• _Directions for this task_
Your task is to transcribe the entries below exactly, beginning with the line containing "Please pick out the man's arm" and ending with the final line, and to add nothing else.

• _Record extracts_
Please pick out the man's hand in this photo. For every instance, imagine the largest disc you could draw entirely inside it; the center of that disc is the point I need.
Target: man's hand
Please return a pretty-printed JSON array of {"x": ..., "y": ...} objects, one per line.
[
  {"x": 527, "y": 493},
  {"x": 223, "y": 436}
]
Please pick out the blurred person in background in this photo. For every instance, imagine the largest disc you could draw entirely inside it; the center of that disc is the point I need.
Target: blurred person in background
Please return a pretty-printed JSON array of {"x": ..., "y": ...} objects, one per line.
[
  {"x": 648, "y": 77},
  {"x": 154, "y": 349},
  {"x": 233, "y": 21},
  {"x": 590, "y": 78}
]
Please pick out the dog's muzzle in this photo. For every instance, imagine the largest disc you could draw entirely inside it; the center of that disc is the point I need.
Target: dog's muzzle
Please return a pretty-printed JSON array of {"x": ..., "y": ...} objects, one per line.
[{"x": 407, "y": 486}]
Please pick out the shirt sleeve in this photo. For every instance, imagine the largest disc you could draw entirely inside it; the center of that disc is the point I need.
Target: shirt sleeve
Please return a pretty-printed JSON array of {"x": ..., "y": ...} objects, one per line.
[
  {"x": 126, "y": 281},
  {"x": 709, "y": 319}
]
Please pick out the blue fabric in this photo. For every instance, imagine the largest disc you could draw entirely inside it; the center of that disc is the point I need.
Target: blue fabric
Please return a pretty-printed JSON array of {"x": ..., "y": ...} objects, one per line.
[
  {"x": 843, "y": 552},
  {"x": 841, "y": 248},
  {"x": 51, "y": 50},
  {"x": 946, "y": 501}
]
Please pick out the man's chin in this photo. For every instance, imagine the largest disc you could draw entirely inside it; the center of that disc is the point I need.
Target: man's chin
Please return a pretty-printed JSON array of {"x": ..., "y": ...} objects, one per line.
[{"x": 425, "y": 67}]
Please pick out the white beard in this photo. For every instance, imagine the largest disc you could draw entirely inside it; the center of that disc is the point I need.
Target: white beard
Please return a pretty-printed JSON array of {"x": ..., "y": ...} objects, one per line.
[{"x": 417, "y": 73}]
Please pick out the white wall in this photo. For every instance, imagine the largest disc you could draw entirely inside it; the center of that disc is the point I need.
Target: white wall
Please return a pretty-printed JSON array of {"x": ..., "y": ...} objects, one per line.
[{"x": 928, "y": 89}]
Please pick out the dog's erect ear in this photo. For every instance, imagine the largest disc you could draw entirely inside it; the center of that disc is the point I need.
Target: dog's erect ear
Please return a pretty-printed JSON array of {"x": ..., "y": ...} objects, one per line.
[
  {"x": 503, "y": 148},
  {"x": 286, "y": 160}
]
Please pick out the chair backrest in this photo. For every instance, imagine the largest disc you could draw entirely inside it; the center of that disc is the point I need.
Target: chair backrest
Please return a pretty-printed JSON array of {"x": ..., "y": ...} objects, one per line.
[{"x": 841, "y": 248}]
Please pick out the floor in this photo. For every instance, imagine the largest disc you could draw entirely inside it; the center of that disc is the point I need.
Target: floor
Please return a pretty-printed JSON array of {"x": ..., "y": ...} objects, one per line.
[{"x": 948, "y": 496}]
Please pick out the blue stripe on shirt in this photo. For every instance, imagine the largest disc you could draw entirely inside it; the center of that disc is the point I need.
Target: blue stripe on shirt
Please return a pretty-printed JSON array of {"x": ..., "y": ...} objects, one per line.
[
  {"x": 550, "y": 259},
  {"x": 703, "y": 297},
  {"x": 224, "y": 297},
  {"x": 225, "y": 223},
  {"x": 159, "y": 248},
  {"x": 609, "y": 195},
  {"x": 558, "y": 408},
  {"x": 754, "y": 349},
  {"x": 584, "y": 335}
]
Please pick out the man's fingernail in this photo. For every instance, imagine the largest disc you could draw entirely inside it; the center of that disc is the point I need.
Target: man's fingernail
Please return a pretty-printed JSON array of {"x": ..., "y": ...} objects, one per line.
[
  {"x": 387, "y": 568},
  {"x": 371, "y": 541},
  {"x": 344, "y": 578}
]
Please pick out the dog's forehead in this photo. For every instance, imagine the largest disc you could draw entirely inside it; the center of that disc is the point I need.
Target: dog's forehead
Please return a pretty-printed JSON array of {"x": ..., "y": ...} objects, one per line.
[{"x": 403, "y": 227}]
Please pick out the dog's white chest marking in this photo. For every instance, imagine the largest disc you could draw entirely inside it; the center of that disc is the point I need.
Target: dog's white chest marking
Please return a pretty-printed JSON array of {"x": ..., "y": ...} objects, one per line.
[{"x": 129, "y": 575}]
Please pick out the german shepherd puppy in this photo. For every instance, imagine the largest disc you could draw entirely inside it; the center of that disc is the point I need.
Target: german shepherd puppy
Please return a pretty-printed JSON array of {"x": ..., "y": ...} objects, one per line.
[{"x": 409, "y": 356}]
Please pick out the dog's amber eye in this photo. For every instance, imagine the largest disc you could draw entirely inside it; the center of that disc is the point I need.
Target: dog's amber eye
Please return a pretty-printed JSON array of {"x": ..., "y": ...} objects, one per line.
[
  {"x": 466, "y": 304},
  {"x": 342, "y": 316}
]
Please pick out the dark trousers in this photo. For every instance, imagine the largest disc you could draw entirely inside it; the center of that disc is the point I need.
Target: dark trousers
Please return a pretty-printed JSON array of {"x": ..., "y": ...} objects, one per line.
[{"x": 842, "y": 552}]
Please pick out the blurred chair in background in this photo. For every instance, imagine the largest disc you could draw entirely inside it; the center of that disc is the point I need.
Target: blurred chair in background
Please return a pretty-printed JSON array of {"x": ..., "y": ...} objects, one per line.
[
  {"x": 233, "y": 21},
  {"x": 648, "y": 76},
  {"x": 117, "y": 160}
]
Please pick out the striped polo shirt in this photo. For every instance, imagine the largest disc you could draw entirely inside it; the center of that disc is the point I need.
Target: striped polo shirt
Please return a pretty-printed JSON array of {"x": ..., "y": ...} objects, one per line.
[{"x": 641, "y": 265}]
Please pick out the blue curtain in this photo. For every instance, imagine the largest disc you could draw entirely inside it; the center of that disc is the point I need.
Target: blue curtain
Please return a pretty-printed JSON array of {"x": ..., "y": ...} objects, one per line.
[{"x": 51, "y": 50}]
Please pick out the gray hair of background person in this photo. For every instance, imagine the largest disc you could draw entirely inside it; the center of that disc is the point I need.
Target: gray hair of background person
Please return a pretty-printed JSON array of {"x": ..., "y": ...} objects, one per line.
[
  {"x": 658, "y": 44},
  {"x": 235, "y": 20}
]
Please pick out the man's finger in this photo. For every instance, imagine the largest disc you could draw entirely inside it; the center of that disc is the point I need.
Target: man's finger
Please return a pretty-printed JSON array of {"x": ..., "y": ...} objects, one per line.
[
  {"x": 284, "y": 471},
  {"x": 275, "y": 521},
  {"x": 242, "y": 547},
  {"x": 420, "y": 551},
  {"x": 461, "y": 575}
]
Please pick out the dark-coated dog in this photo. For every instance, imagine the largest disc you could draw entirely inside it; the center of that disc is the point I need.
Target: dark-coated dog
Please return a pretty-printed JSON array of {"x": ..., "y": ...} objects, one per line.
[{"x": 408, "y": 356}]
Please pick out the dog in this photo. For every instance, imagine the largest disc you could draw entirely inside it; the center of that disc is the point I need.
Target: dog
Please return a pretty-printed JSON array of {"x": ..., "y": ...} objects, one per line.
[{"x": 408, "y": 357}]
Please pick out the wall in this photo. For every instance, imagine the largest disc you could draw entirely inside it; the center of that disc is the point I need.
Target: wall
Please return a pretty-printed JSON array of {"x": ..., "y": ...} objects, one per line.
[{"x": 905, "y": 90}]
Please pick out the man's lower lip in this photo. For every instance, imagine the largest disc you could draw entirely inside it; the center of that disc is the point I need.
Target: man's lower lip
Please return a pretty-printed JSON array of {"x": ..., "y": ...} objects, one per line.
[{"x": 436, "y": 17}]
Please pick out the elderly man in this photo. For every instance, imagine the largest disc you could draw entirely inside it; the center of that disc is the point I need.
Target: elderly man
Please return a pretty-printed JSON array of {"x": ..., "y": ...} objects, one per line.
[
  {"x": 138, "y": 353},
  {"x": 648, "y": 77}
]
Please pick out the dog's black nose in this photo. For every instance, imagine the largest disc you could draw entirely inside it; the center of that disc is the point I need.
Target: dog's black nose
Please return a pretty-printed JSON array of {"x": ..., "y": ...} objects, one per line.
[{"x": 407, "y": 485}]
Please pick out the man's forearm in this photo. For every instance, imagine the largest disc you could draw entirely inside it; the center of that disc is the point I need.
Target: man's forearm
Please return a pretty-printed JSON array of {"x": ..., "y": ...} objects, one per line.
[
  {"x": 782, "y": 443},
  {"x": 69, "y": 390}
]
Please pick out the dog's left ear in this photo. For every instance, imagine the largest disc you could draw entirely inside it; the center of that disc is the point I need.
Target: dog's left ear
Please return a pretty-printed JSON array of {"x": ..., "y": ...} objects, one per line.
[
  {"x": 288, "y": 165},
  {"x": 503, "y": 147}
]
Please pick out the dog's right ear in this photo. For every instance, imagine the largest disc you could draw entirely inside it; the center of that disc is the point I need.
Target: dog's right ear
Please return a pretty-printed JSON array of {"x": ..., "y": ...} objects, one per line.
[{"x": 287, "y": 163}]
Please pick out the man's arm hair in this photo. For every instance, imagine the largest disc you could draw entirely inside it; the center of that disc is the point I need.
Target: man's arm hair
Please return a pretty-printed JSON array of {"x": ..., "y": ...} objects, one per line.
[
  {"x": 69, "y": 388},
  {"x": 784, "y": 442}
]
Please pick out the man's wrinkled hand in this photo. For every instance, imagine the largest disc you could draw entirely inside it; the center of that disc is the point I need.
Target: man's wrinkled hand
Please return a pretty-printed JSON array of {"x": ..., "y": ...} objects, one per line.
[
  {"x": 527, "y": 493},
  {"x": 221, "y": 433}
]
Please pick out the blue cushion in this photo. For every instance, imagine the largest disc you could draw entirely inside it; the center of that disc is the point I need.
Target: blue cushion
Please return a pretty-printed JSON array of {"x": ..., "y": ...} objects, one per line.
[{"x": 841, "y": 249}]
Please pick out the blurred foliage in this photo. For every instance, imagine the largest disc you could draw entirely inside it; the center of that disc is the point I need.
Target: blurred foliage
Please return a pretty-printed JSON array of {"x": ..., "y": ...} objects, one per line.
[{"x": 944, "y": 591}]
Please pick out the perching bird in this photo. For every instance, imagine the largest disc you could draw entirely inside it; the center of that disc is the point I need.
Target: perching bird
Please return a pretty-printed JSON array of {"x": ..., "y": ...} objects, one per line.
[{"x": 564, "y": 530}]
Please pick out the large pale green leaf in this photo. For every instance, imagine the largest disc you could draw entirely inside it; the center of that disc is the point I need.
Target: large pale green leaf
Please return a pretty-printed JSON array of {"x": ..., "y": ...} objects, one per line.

• _Complete answer_
Please pick out the man's arm hair in this photo. For every instance, imagine the largest disc you could draw entirely inside it; the center of that disc is the point I need.
Target: man's arm hair
Please return a pretty-printed JSON array of {"x": ..., "y": ...} objects, one per line.
[
  {"x": 69, "y": 388},
  {"x": 784, "y": 442}
]
Please pick out the man's wrinkled hand in this photo. For every instance, imagine the largest disc you could draw entirely inside it; the center of that disc is the point I need.
Target: man's wrinkled hand
Please return a pretty-printed JSON array of {"x": ..., "y": ...} objects, one per line.
[
  {"x": 527, "y": 493},
  {"x": 221, "y": 433}
]
Please pick out the blue cushion in this photo. For every instance, imagine the largest disc you could draw entirely inside it; the center of that disc is the point I need.
Target: blue cushion
Please return a pretty-printed JSON array of {"x": ..., "y": ...} objects, one per line.
[{"x": 841, "y": 249}]
Please pick out the blurred foliage in this photo. For every instance, imagine the largest disc you could draw entirely inside it; the center of that disc is the point I need.
Target: blurred foliage
Please return a pretty-printed JSON array of {"x": ..., "y": ...} objects, one per line.
[{"x": 944, "y": 591}]
Please pick out the perching bird in this photo. For every instance, imagine the largest disc you could draw entirely inside it; the center of that disc is the point I need.
Target: perching bird
Please return a pretty-printed JSON array of {"x": ..., "y": ...} objects, one per line.
[{"x": 564, "y": 530}]
Please pick out the large pale green leaf in this photo. For every instance, imagine the largest disc you could draw entirely inside it; the center of that disc is the point I need.
Target: large pale green leaf
Please return a pretty-printed JSON array of {"x": ..., "y": ...} objects, one per line.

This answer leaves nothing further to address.